- PROBLEM TO WORK ON
After locating the line that contains "Mark every instance of the black trousers", transcribe exactly that line and each one after it until the data ends, skipping pictures.

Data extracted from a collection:
===============

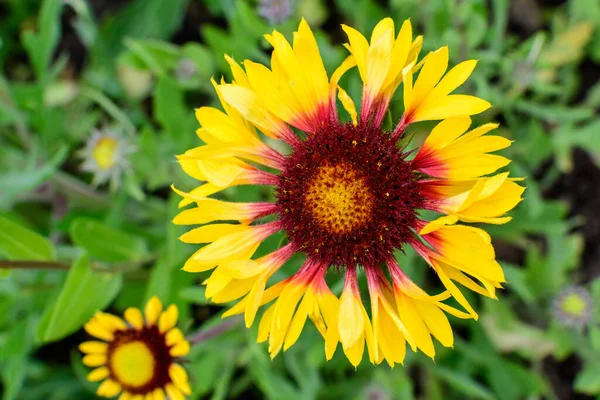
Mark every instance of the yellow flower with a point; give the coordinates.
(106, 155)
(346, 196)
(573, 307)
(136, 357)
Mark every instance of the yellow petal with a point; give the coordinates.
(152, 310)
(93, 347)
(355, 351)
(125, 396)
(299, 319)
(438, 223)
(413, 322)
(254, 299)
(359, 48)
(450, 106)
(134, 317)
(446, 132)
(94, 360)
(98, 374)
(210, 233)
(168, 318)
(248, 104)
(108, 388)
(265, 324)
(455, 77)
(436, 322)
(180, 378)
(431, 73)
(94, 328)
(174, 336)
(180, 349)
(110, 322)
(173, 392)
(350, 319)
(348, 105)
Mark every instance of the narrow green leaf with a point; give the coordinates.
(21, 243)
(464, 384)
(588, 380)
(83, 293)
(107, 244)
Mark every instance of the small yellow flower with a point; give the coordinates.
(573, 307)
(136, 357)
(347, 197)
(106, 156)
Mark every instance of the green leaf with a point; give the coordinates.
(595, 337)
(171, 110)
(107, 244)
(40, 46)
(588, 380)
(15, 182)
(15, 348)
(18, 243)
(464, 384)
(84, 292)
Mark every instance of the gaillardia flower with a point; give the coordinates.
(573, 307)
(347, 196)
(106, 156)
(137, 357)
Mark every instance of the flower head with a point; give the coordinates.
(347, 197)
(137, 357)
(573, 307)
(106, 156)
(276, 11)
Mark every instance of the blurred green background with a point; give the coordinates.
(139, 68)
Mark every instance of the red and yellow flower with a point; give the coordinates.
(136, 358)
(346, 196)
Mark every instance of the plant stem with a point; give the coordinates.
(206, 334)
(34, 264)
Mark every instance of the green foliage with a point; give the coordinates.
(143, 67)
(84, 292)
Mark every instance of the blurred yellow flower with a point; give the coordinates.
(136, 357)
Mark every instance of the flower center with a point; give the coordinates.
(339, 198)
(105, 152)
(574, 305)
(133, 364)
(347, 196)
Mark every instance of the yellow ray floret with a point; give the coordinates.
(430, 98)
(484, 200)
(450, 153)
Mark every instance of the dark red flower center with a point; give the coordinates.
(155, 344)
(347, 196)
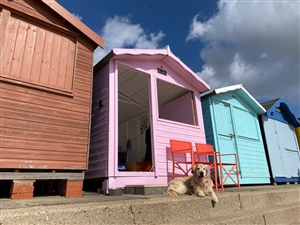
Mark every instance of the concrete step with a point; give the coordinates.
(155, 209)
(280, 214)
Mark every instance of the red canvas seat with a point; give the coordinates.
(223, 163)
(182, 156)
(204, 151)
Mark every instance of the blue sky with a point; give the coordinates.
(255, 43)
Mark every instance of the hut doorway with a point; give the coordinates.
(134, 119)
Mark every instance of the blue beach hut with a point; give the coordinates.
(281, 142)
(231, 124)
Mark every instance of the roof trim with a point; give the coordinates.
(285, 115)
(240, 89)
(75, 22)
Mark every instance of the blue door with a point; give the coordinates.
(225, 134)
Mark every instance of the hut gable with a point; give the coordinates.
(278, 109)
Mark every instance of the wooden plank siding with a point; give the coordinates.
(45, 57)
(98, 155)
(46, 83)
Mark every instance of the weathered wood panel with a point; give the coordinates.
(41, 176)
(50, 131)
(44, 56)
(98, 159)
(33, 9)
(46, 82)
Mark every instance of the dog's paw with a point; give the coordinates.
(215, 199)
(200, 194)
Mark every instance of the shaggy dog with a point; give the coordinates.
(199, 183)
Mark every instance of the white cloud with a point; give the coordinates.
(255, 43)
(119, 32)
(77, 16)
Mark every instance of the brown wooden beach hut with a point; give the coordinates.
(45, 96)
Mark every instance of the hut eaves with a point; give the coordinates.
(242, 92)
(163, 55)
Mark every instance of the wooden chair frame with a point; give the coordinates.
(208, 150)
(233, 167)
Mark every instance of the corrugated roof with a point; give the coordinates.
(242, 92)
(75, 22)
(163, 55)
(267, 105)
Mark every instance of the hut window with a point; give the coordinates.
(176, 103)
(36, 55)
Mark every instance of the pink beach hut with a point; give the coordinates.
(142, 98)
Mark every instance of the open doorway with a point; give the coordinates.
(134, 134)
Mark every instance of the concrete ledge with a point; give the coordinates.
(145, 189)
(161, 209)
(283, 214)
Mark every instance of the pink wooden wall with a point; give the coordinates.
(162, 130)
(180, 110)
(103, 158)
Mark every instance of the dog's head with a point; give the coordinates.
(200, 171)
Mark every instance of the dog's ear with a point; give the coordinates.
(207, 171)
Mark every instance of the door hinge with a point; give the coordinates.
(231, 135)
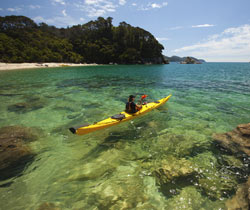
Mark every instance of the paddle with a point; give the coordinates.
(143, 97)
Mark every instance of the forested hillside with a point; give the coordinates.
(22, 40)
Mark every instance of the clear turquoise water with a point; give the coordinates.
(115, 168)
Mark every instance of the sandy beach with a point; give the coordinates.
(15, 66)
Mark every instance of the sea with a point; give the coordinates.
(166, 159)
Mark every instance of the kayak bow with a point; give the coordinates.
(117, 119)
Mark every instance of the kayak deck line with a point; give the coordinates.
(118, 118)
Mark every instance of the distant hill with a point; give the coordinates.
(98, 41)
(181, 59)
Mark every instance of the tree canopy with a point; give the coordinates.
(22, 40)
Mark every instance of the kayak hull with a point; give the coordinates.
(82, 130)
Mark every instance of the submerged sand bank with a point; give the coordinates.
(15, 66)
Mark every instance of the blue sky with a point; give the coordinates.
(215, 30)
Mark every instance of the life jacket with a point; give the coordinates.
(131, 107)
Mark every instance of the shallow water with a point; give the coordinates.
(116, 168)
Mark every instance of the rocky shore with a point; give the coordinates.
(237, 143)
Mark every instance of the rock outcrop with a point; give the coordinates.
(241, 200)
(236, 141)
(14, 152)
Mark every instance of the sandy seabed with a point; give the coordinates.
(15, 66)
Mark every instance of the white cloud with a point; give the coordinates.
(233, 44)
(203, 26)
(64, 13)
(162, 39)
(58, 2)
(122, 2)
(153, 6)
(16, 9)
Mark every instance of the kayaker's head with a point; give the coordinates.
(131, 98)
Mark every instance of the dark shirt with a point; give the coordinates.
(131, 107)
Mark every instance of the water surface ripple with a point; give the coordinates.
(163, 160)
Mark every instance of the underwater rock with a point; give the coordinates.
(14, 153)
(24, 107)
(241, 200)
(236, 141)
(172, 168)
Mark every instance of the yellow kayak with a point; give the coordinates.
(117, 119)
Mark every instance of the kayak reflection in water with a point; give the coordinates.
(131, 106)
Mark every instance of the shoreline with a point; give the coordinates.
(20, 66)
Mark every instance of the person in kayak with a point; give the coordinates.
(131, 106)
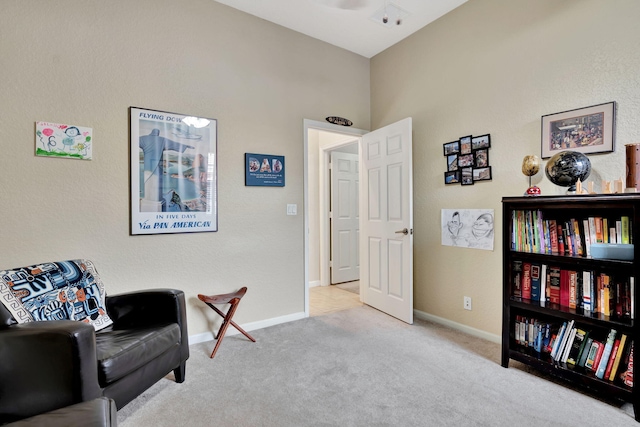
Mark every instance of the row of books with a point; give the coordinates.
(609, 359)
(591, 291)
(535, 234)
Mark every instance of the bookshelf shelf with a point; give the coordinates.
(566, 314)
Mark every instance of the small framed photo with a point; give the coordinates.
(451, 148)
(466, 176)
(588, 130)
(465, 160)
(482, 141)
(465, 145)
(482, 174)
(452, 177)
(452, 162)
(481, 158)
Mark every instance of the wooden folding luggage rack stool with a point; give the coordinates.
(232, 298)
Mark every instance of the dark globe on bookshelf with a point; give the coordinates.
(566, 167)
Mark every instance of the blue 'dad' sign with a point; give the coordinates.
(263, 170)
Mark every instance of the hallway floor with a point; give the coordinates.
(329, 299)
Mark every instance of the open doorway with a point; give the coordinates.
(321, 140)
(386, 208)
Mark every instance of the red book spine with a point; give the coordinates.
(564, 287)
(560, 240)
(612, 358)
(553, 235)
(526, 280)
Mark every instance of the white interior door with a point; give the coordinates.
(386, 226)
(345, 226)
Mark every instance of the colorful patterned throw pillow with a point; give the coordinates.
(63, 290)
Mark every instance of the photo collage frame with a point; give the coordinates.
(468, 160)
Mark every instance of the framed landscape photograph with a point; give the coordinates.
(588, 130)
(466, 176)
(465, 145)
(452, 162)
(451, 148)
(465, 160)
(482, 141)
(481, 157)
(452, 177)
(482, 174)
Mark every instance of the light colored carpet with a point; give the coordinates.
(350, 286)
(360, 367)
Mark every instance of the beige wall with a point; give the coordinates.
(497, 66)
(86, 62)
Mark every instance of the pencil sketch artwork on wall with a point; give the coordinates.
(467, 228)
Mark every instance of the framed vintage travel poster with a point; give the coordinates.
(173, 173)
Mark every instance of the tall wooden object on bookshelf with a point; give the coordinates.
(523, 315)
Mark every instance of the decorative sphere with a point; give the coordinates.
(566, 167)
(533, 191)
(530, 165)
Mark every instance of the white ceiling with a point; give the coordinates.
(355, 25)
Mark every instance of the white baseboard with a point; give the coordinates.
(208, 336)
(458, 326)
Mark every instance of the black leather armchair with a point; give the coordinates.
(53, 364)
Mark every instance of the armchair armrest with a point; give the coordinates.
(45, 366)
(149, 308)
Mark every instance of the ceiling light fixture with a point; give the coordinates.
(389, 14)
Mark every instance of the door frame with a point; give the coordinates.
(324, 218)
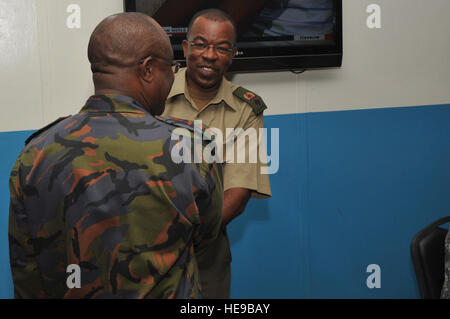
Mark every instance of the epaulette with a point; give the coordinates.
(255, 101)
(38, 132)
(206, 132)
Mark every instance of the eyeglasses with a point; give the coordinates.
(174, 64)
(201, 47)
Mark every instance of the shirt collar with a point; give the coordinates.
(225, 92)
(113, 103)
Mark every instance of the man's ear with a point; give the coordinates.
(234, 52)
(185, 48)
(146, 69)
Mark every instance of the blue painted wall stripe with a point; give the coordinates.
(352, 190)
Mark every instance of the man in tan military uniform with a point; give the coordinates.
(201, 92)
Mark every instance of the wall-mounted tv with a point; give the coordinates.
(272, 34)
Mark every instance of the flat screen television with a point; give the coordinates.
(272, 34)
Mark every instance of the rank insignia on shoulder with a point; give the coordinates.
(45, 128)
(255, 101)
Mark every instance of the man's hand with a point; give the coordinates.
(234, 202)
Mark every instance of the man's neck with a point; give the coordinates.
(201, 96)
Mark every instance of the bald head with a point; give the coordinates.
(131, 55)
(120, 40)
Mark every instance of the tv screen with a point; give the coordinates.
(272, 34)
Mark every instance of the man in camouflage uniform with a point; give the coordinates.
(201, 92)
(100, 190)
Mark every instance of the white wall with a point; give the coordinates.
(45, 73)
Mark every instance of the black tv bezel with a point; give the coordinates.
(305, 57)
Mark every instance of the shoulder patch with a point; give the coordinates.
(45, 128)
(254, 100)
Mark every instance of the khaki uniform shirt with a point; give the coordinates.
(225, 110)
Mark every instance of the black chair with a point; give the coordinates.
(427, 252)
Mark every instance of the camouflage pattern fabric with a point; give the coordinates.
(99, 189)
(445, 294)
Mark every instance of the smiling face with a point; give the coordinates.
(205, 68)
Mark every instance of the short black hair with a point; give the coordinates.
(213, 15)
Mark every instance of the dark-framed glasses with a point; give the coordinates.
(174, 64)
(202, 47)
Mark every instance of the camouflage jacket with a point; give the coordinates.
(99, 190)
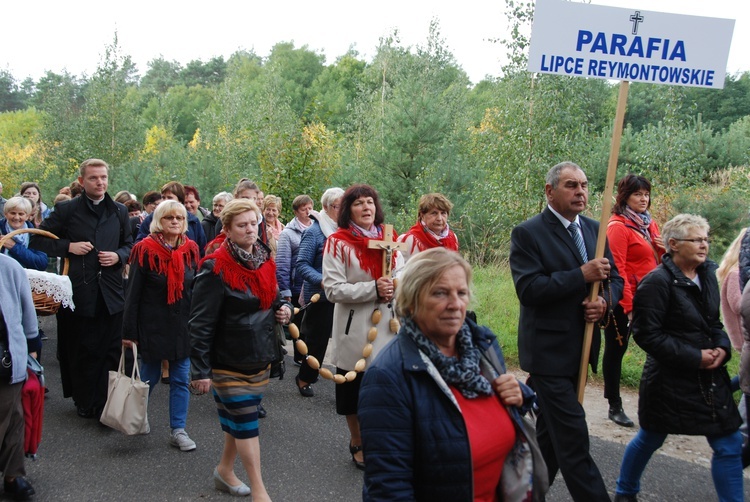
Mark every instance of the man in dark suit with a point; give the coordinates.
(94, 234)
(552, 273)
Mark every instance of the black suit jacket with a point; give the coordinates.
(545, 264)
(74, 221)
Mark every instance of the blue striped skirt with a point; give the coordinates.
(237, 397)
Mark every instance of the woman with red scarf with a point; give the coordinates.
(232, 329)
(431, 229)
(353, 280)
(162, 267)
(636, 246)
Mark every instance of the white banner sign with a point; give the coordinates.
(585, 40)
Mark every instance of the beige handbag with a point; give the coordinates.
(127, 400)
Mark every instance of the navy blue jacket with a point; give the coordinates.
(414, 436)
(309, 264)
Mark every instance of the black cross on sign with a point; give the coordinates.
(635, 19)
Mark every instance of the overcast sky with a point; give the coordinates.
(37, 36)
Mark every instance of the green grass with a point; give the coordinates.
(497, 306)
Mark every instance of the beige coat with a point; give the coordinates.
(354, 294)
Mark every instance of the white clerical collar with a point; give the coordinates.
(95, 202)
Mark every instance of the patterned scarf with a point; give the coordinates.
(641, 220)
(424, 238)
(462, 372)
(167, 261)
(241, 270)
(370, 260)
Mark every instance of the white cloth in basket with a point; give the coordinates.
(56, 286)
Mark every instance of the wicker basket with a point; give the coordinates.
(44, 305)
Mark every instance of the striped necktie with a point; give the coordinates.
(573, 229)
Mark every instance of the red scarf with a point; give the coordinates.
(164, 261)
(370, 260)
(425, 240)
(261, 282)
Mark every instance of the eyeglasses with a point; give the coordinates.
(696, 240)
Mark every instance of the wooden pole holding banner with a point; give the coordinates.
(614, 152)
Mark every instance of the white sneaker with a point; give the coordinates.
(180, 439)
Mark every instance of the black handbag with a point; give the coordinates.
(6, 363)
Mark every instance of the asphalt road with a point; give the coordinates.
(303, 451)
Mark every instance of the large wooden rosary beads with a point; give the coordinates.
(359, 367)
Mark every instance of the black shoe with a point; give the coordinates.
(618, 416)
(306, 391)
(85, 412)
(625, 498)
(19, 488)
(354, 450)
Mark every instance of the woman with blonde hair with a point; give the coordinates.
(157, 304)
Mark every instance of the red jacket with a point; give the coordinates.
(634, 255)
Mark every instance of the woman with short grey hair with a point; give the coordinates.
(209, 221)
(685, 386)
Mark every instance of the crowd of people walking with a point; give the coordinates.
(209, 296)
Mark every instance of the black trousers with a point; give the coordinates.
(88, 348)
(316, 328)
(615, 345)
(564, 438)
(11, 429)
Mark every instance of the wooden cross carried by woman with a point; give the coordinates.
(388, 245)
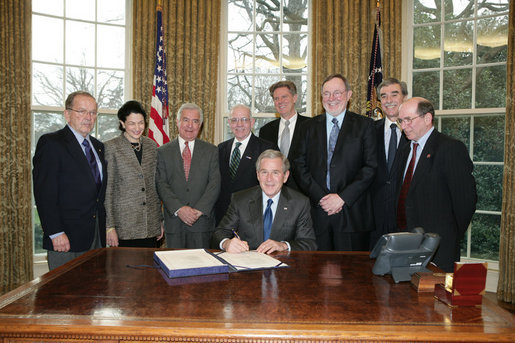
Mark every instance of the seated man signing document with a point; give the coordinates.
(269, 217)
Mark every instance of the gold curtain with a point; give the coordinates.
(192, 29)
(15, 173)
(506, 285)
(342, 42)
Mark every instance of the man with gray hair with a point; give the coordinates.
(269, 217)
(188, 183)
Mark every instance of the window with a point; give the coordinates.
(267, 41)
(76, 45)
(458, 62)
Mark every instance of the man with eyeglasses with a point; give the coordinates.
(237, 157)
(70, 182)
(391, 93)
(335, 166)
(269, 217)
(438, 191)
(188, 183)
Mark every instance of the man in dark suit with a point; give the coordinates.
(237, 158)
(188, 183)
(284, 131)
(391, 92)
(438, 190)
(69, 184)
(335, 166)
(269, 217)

===============

- ANSWER TO THE PROBLEM
Mark every instance of the black trousers with a point; give the coordinates.
(88, 348)
(316, 328)
(615, 345)
(564, 438)
(11, 429)
Mark every instance of the wooden cross carried by woman with a point; give the coordinates.
(388, 245)
Mark every instance of the seated man signing document with a point; give the coordinates.
(269, 217)
Mark every instance of the gold curtain with a point; give the coordinates.
(192, 29)
(15, 173)
(506, 285)
(342, 42)
Mark every instance of the man with gray hair with a point; give the coordinates.
(269, 217)
(188, 183)
Mark every instance of the window with a point; give the coordinates.
(267, 41)
(76, 45)
(458, 62)
Mark every instance of the man with eyeglasses with a point; give the coordinates.
(237, 157)
(70, 182)
(391, 93)
(335, 166)
(269, 217)
(438, 191)
(188, 183)
Mark every instance of the man in dark suit with a point; give the coordinates.
(237, 158)
(188, 183)
(284, 131)
(391, 92)
(438, 190)
(69, 184)
(335, 166)
(269, 217)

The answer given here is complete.